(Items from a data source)
□ □ □ □
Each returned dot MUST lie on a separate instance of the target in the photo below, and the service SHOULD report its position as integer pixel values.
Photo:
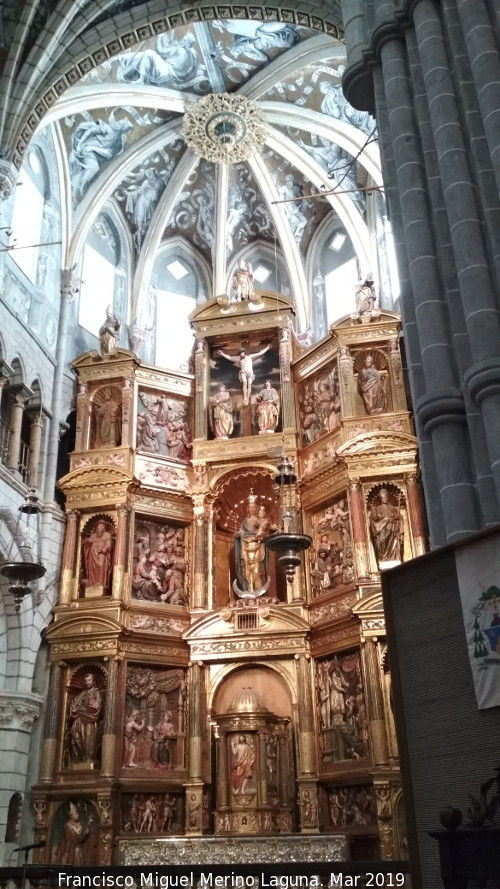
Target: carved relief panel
(163, 425)
(96, 558)
(148, 813)
(160, 567)
(341, 709)
(84, 717)
(106, 417)
(245, 396)
(319, 404)
(154, 720)
(331, 556)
□ □ □ □
◆ **Written instruction**: Rewrite the data above with "carved relief panel" changed to "sculpted relief panel" and every other line left untouched. Leave the picture out of your version.

◆ **In response**:
Each returned dot MUST lie on a separate instance of the target in the photo below, and the service SHOULD report its position as integer pixel values.
Photo:
Target: sculpted relief panel
(163, 425)
(96, 558)
(148, 813)
(160, 567)
(341, 709)
(84, 717)
(106, 417)
(245, 396)
(319, 404)
(154, 720)
(331, 556)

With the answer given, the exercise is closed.